▶ [TEXT EXTRACT]:
══════════

Family Treasures - Edition 8
                               August 2004


Purchase Miller's Price Guide 2004/2005

Family Treasures

Jill Churchill, who writes on antiques and collectables for YOURS magazine, continues her series



Cigarette Cases  

Who uses a cigarette case  (even if you haven’t given up smoking)? In, say, fifty years time, it’s not difficult to see that collectors will be fighting to get their hands on a genuine unaltered cigarette case of the early 20th century, the ‘casing’ of cigarettes by then being considered a quaint old custom


As smoking becomes more and more unacceptable, we might be tempted to throw away disused cigarette cases, and all the other paraphernalia associated with smoking.   Far better to put them in a clearly-labelled box and leave them to gain in value, for the benefit of the grandchildren. 

In the course of time, there may even be a difference in price between the early (1890-1913) cases, which were small, before the coming of filter-tips, and the post-1914 larger cases.

══════════

▶ [SUPPLIED INFORMATION]:
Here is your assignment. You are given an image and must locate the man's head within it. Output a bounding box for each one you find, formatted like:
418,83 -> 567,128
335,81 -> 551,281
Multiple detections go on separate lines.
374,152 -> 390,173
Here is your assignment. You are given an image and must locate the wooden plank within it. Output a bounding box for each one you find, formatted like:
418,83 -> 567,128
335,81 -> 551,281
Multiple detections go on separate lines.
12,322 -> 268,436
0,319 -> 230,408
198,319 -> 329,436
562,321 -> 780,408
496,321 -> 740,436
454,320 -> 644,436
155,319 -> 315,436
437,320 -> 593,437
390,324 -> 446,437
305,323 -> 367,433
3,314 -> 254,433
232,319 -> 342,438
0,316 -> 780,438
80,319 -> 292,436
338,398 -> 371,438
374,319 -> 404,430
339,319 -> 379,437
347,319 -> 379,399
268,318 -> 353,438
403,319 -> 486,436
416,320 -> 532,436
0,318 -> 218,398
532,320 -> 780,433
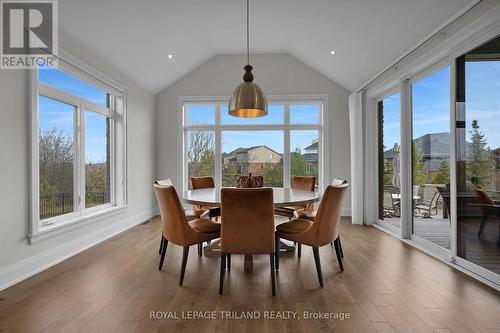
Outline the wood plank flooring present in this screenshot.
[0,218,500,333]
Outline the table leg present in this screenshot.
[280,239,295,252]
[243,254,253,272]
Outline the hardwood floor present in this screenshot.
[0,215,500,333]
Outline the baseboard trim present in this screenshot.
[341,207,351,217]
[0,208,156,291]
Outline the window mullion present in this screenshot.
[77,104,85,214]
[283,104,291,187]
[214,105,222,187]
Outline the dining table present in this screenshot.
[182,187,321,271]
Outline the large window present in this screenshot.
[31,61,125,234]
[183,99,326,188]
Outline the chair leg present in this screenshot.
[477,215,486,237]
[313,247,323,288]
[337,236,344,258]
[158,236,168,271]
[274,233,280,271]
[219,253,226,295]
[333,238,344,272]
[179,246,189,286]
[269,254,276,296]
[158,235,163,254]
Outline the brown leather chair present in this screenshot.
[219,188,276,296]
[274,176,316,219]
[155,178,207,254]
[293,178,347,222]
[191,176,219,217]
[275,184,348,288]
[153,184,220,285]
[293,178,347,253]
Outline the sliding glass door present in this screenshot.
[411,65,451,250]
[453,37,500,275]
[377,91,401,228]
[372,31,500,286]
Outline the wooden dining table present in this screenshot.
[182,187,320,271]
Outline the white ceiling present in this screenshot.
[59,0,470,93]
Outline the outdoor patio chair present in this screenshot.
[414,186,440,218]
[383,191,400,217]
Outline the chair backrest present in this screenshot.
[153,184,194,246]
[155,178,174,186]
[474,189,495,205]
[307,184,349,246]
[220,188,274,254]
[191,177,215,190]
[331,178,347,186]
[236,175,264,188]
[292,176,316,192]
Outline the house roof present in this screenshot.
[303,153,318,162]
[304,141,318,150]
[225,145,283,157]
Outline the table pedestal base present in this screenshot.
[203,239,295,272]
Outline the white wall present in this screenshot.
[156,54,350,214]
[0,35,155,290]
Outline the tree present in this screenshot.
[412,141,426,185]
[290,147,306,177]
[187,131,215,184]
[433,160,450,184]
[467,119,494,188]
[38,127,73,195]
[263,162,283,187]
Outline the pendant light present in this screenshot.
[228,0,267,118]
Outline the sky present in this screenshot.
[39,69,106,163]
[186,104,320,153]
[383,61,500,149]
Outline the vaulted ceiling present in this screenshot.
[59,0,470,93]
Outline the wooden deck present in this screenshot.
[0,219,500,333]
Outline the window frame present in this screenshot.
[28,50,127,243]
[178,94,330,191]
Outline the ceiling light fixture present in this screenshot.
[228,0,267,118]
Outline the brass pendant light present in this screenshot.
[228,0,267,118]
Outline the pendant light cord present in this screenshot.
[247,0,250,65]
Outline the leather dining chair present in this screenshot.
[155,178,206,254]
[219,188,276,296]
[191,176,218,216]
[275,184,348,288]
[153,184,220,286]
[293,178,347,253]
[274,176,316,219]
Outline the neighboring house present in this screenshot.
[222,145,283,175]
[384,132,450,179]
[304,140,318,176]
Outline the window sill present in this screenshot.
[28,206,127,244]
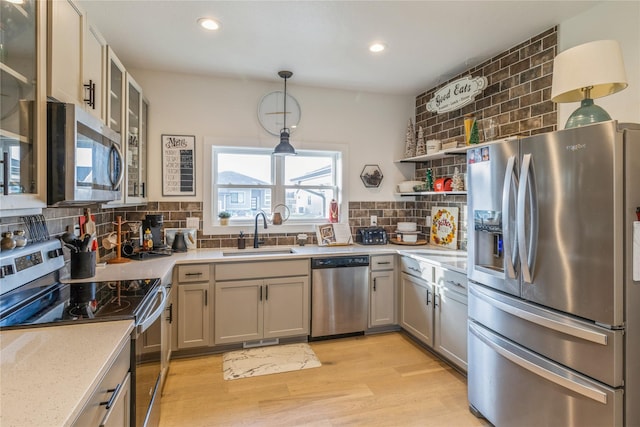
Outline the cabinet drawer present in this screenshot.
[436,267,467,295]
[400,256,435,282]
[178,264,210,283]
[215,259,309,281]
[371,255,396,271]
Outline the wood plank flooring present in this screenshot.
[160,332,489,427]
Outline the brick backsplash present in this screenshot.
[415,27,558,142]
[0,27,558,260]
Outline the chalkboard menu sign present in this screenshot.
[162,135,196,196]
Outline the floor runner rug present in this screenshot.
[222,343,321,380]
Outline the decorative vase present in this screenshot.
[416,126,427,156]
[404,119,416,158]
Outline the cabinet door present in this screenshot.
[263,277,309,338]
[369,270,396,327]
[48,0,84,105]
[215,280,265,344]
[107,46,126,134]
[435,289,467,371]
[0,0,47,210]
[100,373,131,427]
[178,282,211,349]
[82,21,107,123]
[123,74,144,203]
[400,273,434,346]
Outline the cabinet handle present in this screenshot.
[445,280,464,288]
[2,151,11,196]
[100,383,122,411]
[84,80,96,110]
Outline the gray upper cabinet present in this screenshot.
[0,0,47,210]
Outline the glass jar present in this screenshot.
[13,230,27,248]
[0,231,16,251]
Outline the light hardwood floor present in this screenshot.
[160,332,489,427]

══════════

▶ [PROMPT 1]:
According to the cigarette-case extract, why should disused cigarette cases be kept in a labeled box instead of thrown away? Answer in one to three sentences.
▶ [PROMPT 2]:
Go on with the cigarette-case extract, starting after its final sentence.
The entries have no connection to the cigarette-case extract.

▶ [RESPONSE 1]:
As smoking becomes less acceptable, carrying cigarettes in a case will come to seem a quaint old custom. In about fifty years, collectors may compete for genuine unaltered cases from the early 20th century. Stored away, the cases can gain in value for the benefit of the grandchildren.

▶ [RESPONSE 2]:
Nothing but the melt-down value

Meanwhile, though, the news is not good. The silver case that someone gave father or grandfather for a 21st birthday present is rarely worth more than 20, or something like its ‘melt-down  value’ - ie the going prize per ounce of the silver. One dealer advised: ‘better to use the case to carry your business cards or your pills, dear.’

Exceptional cases? The enamelled ones, where the metal has been fancied-up with a bright pattern or a picture. A case with a stark geometrical design in those oh-so-20s colours of orange and black and yellow might be 300-400 to a collector of Art Deco.  

Pictures that tell a different story

Cases with pictures on them can be valuable, though it depends on the picture. If grandfather was a motoring enthusiast and had an enamelled case depicting a car, now of vintage variety, it’s worth could be upwards of 450 - that was the price of one model sold at Christie’s three years ago.

And if he was, as grandma might have said, ‘a bit of a lady’s man’  ... his cigarette case might pay off as mild erotica, but only if its design carried a racy pin-up of the 1920s.  One sold at at Phillips recently  for 750.

Values are still higher if an unclothed lady hides inside a plain outer case: I’ve seen examples selling for 1,000 to 3,000 depending on the quality of the enamelling (it mustn’t be chipped) and the, er, degree of nudity.

Always give an old silver case a careful clean if it’s highly engraved or embossed and look for a hallmark. If the mark seems to be in a foreign alphabet, take it to be checked by a jeweller: it may be Russian, brought here by post-Revolution refugees and now desirable as a piece of history.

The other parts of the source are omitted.